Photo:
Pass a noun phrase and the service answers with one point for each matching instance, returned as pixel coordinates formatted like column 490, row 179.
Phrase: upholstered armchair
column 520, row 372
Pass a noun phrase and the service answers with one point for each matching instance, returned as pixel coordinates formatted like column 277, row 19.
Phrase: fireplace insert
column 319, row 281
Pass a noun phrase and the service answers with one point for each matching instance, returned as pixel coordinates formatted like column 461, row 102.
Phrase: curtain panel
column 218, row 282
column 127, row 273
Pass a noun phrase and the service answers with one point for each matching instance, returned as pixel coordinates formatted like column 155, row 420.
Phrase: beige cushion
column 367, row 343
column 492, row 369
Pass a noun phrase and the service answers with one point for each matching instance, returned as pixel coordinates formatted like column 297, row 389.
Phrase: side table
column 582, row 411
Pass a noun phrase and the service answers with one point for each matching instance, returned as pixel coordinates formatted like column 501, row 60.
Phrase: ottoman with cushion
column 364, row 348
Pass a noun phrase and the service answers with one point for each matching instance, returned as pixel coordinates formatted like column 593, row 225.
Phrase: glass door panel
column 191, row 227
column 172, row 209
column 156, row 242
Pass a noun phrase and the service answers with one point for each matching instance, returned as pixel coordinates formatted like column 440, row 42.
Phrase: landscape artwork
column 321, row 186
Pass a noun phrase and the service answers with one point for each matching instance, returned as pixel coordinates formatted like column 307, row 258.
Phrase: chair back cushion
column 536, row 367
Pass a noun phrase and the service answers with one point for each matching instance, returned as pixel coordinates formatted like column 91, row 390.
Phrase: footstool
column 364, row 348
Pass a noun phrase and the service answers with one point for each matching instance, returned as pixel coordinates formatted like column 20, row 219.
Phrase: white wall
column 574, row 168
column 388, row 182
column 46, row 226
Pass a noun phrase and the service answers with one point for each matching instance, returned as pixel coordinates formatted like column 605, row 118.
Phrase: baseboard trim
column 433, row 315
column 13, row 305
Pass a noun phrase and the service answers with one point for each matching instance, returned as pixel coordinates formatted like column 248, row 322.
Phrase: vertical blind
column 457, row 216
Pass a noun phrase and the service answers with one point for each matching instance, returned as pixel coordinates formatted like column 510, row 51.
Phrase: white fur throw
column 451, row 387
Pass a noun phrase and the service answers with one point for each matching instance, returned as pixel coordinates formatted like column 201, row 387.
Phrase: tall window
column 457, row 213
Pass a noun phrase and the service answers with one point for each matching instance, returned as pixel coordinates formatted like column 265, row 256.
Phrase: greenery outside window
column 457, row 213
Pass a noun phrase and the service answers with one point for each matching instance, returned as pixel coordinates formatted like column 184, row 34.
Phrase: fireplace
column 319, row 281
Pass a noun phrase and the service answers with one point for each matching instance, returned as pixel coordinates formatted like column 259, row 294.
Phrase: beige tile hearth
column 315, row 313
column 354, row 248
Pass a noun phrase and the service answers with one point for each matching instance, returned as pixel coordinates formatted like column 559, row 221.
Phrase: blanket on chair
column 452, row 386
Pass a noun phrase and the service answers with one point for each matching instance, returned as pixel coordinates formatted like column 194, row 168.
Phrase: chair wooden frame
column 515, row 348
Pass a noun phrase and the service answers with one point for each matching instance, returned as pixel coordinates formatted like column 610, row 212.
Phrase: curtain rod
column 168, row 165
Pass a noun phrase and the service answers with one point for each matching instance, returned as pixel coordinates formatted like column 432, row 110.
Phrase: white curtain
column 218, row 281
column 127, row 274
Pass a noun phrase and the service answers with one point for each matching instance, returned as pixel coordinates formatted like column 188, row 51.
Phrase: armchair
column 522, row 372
--
# INSTRUCTION:
Transcribe the records above exactly, but only from the line that contains "559, row 221." through their final line, inclusive.

# SOLUTION TO THIS TASK:
Pass a noun phrase and the service answers with one point for each matching instance, returned as pixel coordinates formatted like column 559, row 221.
Phrase: blanket on chair
column 452, row 386
Pass a noun phrase and the service answers with one point for each matching instance, returned as pixel coordinates formatted like column 194, row 168.
Phrase: chair wooden frame
column 515, row 348
Pass a noun phrase and the service answers with one point for each matching instance, returned as pixel coordinates formatted like column 610, row 212.
Phrase: curtain rod
column 168, row 165
Pass a noun phrase and the service answers with one point for each matching instance, returned as pixel coordinates formatted like column 432, row 110.
Phrase: white curtain
column 218, row 281
column 127, row 274
Pass a noun phrase and the service answers with one point for each matching instance, returned as pixel coordinates formatted like column 188, row 51.
Phrase: armchair
column 522, row 372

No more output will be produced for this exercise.